* Begin READING TEXT *
My patch was based old kernel version, So I wrote a new patch based linux-4.17-rc6.
> -----Original Message-----
> From: linux-arm-kernel
> [mailto:linux-arm-kernel-bounces at lists.infradead.org] On Behalf Of Zhang,
> Lei
> Sent: Friday, May 18, 2018 6:49 PM
> To: 'Marc Zyngier'; linux-arm-kernel at lists.infradead.org
> Subject: RE: [PATCH]irqchip/irq-gic-v3:Avoid a waste of LPI resource
> 
> I rewrote the mechanism of lpis's management by using free list.
> 
> Below is my patch for core ITS driver.
> Would you give me comments?

-------------------------------- 
diff --git a/drivers/irqchip/irq-gic-v3-its.c b/drivers/irqchip/irq-gic-v3-its.c
index 5416f2b..a42df4a 100644
--- a/drivers/irqchip/irq-gic-v3-its.c
+++ b/drivers/irqchip/irq-gic-v3-its.c
@@ -1405,82 +1405,122 @@ static int its_irq_set_vcpu_affinity(struct irq_data *d, void *vcpu_info)
* End READING TEXT *
* Begin DATASET EXTRACT *
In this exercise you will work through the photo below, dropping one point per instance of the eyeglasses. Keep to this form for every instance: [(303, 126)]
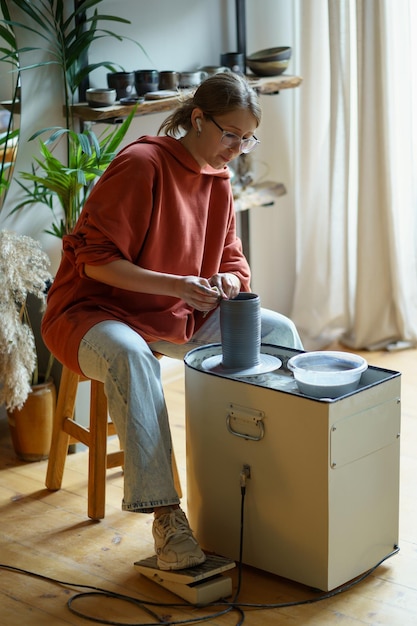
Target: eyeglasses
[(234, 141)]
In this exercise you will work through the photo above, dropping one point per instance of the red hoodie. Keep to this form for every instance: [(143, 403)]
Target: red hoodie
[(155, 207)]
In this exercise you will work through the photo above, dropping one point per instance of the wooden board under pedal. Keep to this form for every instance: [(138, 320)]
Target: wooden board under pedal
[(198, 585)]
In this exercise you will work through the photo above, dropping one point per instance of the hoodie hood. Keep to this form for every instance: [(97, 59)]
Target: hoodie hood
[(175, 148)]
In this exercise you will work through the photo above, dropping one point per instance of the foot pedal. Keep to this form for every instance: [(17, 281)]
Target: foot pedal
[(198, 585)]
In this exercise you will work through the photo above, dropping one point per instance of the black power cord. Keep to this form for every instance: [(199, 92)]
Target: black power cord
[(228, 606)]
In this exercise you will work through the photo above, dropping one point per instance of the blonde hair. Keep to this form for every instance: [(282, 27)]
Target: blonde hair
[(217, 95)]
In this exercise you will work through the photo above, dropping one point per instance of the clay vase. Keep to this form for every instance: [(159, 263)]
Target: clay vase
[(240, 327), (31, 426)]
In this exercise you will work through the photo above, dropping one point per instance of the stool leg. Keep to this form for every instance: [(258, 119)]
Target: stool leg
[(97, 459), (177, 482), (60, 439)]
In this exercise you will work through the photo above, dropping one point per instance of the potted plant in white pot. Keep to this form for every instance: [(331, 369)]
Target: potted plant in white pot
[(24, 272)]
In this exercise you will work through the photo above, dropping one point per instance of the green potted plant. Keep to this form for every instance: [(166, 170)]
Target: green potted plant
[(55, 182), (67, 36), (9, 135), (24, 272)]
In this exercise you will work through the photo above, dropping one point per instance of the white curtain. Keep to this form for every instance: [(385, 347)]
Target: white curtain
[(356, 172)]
* End DATASET EXTRACT *
* Begin DATASET EXTRACT *
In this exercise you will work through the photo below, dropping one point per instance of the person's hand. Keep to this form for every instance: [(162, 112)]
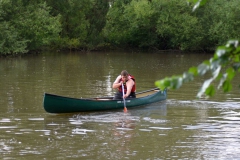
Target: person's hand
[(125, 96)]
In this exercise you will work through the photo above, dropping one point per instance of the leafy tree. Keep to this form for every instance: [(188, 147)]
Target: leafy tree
* End DATASET EXTRACT *
* Begin DATASET EXTRACT *
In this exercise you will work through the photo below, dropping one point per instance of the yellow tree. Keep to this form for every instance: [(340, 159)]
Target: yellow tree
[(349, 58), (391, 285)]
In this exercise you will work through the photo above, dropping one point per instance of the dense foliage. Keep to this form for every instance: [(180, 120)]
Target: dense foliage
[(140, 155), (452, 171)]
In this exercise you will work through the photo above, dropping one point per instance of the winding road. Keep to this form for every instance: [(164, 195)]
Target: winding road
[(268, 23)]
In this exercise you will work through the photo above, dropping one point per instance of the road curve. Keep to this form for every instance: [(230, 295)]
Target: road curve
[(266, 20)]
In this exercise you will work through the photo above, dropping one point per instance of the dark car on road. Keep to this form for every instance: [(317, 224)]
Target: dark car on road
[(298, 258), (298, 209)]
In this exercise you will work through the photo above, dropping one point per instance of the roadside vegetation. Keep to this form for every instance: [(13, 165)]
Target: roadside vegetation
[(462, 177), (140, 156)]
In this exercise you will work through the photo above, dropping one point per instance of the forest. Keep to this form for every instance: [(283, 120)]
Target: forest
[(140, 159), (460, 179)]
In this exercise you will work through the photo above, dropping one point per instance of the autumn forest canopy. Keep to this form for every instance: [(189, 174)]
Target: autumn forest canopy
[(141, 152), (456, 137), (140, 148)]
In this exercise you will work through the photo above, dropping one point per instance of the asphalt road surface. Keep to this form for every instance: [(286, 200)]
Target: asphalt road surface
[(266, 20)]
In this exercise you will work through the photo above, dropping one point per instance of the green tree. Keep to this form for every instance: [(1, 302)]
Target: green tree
* End DATASET EXTRACT *
■ EXERCISE DETAILS
Retype part of the kernel patch message word for word, beginning at the words "My patch was" and stopping after "using free list.". The records come from a source separate from the text.

■ WRITTEN SOLUTION
My patch was based old kernel version, So I wrote a new patch based linux-4.17-rc6.
> -----Original Message-----
> From: linux-arm-kernel
> [mailto:linux-arm-kernel-bounces at lists.infradead.org] On Behalf Of Zhang,
> Lei
> Sent: Friday, May 18, 2018 6:49 PM
> To: 'Marc Zyngier'; linux-arm-kernel at lists.infradead.org
> Subject: RE: [PATCH]irqchip/irq-gic-v3:Avoid a waste of LPI resource
> 
> I rewrote the mechanism of lpis's management by using free list.